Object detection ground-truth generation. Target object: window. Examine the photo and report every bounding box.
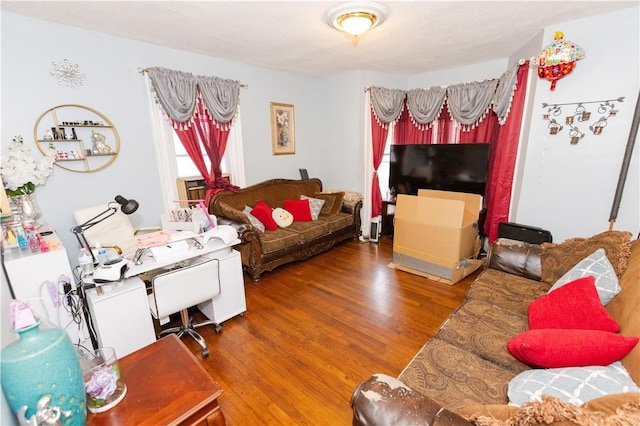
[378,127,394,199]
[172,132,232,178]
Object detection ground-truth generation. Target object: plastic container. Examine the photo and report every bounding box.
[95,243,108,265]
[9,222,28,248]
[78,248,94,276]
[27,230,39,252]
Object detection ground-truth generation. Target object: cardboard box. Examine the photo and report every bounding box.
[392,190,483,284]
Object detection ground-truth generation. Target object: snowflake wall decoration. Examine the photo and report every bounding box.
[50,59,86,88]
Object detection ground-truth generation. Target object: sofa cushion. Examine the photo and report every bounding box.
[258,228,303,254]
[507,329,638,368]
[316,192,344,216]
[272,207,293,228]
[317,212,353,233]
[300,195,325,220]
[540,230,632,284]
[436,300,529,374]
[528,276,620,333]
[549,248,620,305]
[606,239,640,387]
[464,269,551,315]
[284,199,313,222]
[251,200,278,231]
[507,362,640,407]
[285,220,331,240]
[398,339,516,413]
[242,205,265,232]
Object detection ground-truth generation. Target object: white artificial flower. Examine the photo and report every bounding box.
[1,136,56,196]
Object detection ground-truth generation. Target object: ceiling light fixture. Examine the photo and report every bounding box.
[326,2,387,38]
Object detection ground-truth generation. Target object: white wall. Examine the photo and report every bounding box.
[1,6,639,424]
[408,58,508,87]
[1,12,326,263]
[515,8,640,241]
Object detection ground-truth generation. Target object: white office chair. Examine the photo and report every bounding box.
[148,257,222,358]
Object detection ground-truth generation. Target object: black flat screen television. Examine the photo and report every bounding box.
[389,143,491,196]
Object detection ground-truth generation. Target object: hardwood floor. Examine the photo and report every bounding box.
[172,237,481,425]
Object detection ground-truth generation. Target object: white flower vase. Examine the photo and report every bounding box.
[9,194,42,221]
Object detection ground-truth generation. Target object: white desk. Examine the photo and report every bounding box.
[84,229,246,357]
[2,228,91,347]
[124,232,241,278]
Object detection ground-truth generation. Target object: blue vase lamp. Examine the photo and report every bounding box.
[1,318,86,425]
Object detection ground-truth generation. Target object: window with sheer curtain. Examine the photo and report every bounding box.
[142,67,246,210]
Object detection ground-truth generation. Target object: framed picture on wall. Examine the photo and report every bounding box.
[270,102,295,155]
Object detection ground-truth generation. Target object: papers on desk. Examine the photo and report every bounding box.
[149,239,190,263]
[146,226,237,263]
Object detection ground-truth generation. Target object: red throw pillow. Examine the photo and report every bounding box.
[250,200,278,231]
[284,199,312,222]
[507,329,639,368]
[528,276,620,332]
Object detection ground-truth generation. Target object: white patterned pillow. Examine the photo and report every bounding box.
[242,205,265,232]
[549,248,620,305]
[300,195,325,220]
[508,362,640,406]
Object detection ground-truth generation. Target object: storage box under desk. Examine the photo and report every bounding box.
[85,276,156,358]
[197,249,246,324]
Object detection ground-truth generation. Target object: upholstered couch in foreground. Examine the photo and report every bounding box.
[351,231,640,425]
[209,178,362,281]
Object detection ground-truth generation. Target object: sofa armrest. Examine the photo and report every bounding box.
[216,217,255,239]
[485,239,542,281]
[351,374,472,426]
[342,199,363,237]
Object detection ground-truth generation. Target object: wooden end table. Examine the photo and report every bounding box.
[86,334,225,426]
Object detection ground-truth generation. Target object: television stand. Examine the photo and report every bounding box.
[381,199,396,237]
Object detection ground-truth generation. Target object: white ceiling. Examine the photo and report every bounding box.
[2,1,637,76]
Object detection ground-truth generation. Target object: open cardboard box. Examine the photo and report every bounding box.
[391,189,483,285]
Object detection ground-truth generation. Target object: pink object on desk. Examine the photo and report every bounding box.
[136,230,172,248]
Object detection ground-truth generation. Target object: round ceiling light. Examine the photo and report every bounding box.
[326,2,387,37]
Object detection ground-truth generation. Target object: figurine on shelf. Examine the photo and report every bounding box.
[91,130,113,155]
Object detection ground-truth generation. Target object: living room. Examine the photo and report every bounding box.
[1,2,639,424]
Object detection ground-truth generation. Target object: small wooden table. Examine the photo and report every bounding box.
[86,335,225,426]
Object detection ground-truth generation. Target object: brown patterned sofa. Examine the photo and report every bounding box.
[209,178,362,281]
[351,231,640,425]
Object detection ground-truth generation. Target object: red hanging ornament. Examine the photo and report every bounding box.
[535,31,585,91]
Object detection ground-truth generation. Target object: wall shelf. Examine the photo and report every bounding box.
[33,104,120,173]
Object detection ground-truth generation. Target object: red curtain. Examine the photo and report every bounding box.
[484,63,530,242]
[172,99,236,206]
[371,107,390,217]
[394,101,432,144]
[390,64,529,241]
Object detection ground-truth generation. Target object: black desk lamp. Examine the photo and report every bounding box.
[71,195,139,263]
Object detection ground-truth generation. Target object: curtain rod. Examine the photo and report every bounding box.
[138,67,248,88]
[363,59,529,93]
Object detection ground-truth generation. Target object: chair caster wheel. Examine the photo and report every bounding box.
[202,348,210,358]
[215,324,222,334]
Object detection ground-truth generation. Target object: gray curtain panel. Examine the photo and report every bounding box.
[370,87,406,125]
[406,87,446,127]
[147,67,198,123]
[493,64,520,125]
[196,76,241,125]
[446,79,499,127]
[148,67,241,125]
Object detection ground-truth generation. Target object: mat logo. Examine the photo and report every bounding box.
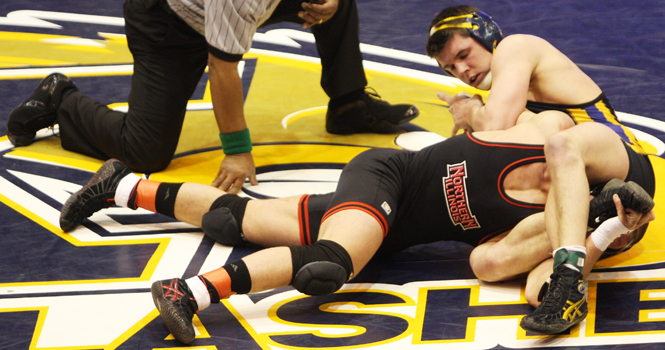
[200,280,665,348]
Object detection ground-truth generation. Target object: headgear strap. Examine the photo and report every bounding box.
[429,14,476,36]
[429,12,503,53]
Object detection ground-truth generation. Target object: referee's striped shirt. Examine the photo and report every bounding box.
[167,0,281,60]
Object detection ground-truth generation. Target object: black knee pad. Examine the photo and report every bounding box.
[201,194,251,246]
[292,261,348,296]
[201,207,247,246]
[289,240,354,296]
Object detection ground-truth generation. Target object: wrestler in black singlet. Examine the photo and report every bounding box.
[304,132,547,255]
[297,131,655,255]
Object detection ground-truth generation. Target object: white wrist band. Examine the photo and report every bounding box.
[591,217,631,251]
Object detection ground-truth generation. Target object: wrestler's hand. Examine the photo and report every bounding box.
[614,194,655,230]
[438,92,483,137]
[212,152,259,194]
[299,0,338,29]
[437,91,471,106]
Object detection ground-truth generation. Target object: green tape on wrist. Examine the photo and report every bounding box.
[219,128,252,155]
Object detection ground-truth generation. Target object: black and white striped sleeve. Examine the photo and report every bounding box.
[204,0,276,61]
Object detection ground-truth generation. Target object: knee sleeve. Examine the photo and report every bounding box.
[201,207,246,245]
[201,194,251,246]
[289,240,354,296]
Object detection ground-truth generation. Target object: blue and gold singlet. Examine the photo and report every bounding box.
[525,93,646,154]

■ **YOUR TASK**:
Verbatim copy, images excluded: transcribe all the entries above.

■ **SOLVED PROBLEM**:
Object detection ground-truth generation. Target object: window. Examine the photo and report every bounding box.
[378,127,394,199]
[172,132,232,178]
Object detection ground-truth generation. Target object: plastic container. Examine the photo and report every bounding box.
[95,243,108,265]
[9,222,28,248]
[78,248,94,276]
[27,230,39,252]
Object detection ground-truth generation. Target object: cardboard box. Examine the photo and report every bounding box.
[392,190,483,284]
Object detection ground-truth generation. Target object: snowflake wall decoration. Examine the photo and report every bounding box.
[50,59,86,88]
Object detection ground-truth generation. Target object: sofa cushion. Examine the photo and report every bounding box.
[258,228,303,254]
[507,329,638,368]
[316,192,344,216]
[272,207,293,228]
[317,212,353,233]
[300,195,325,220]
[540,230,632,284]
[436,300,529,374]
[528,276,620,333]
[549,248,620,305]
[606,239,640,387]
[464,269,551,315]
[284,199,313,222]
[251,200,278,231]
[507,362,640,407]
[285,220,331,240]
[398,339,516,413]
[242,205,265,232]
Object detection ground-truth generation. Target object: white artificial flower. Examine the photo and report every bounding box.
[1,136,56,196]
Object detection ground-truth generation. Target object: ceiling light fixture. Examine the photo and report every bounding box.
[326,2,387,38]
Object detection ground-truth generation. Target object: white wall. Examine the photo and report every bounding box.
[1,6,639,424]
[408,58,508,87]
[1,12,326,263]
[515,8,640,241]
Object detection ground-truth generation. Target object: white office chair. Examine the photo and report every bounding box.
[148,257,222,358]
Object detection ground-truth generation. Target object: black flat screen television. Examine the photo and report every bounding box.
[389,143,491,196]
Object detection ground-truth generation. Target object: hardwood floor. Examine the photo and report every bounding box.
[172,237,481,425]
Object detection ground-truth generation. Target object: white flower vase. Examine the photo and report every bounding box.
[9,194,42,221]
Object detection ground-truth generation. Target object: white desk. Examine the photo and report every bounding box.
[84,229,246,357]
[2,228,91,347]
[124,232,241,278]
Object detection ground-truth generation. Target object: blue vase lamp. Examine the photo and report every bounding box.
[1,318,86,425]
Object detection ground-truth generation. Target object: window with sheer curtain. Examine the photo and report every bounding box.
[142,67,246,210]
Object detection ground-truth generation. Target object: framed picture on wall. Examine the photo and report every bounding box.
[270,102,295,155]
Object detection ground-truth generation. Target object: papers on desk. Examine the photo and report every bounding box.
[149,239,190,263]
[146,226,237,263]
Object detection ground-truth generation. Target object: red throw pillow. Examine the photo and report every bounding box.
[250,200,278,231]
[284,199,312,222]
[507,329,639,368]
[528,276,620,332]
Object detection ground-truth generation. Target object: white patterned pillow. Examine the photo and report every bounding box.
[242,205,265,232]
[549,248,620,305]
[300,195,325,220]
[508,362,640,406]
Object detection ground-truth generation. Target object: storage box under desk. Examine the photo and report every bounding box.
[85,276,156,358]
[197,249,246,324]
Object detection ground-truth generation. Target object: upholstered couch in foreground. Examine the photo and report every bounding box.
[351,231,640,425]
[209,178,362,281]
Object detection ground-truth generation. Target object: sofa armrest. Examine the photo and report every bounding box.
[216,217,255,239]
[485,239,542,281]
[351,374,472,426]
[342,199,363,237]
Object detection ground-truth generation. Target object: wooden end table. Examine the photo and report every bounding box.
[86,334,225,426]
Object detection ground-truth generation. Target object: television stand. Examine the photo and report every bounding box.
[381,199,396,237]
Object detection ground-truth generation. Target object: white ceiling. Examine the photo and report every bounding box.
[2,1,637,76]
Object detection ground-truth generation. Target object: open cardboard box. Examine the photo and report every bounding box.
[391,189,483,285]
Object detection ground-truth generation. Target object: pink object on desk. Examine the photo and report every bounding box.
[136,230,172,248]
Object detection ground-truth generation. Target object: round ceiling light. Examine the photo and report every bounding box.
[326,2,387,37]
Object detection ground-truth generation. Target object: figurine on shelf. Examine the photo and report every bounding box.
[91,130,113,155]
Object detection ground-truth generation. Target object: living room. Examine the photo and report every bounding box.
[1,2,639,424]
Object detection ground-truth generation. Target object: small wooden table. Examine the photo and report every bounding box.
[86,335,225,426]
Object detection ground-truth generation. Target object: brown patterned sofa. Examine the photo and report every bounding box.
[209,178,362,281]
[351,231,640,425]
Object detection ground-truth generation. Target object: red hanging ornament. Examine the photo and report every bounding box.
[535,31,585,91]
Object detection ground-truth generation. Target object: wall shelf. Examine the photo and report every bounding box.
[33,104,120,173]
Object detection ground-truth generation. Target object: red curtain. Examine the photo and report every bounding box.
[484,63,530,242]
[172,99,236,206]
[371,107,390,217]
[394,101,432,144]
[390,64,529,241]
Object detection ground-truth generation. Target object: black desk lamp. Examine the photo and report every bounding box.
[71,195,139,263]
Object detection ground-truth generation. Target object: curtain rod. Examine the photo and report every bounding box.
[138,67,248,88]
[363,59,529,93]
Object detection ground-truth generation. Target object: chair caster wheel. Examine the photo and report every bounding box.
[202,348,210,358]
[215,324,222,334]
Object detection ground-truth generation. Target object: gray curtain panel. Examine the photo and report every bounding box.
[370,87,406,125]
[406,87,446,127]
[147,67,198,123]
[493,64,520,125]
[196,76,241,125]
[446,79,499,127]
[148,67,241,125]
Object detection ground-truth generation. Target object: mat logo. Examine the photo and report every bounding box.
[200,280,665,348]
Object detection ground-truth generation. Target object: headgear strap. Examine the photo and report every bounding box.
[429,14,476,36]
[429,12,503,53]
Object detection ground-truth generation. Target object: referee's striped shirt. Examine the photo and report every bounding box.
[167,0,281,60]
Object detection ground-truth generation. Target object: black knee pad. Examine the photo and report every bounding box.
[201,194,251,246]
[292,261,348,296]
[201,207,247,246]
[289,240,354,296]
Object detection ground-truth generation. Target object: wrestler in black singlet. Examine the photo and report every bounding box.
[304,132,547,255]
[297,131,655,255]
Object detection ground-truth generation. Target object: white wrist band. Examine the photo and report every bounding box.
[591,217,631,251]
Object detection ground-truth generation. Target object: wrestler's hand. Examine the photo and report every bounding box.
[614,194,655,230]
[438,92,483,137]
[212,152,259,194]
[299,0,338,29]
[437,91,471,106]
Object detection ground-truth generation. Target object: green tape on wrist. Examine the photo and report every bounding box.
[219,128,252,155]
Object detection ground-truth generation. Target object: black and white striped sleeve. Examine the photo and report every bounding box.
[204,0,276,61]
Object detection ground-truth generation. Target object: knee sleeve. Examine the photo and report every bounding box.
[201,207,246,245]
[201,194,251,246]
[289,240,354,296]
Object detection ground-truth generation. Target object: blue and gold singlet. Examine the photo and report every bounding box.
[525,93,646,154]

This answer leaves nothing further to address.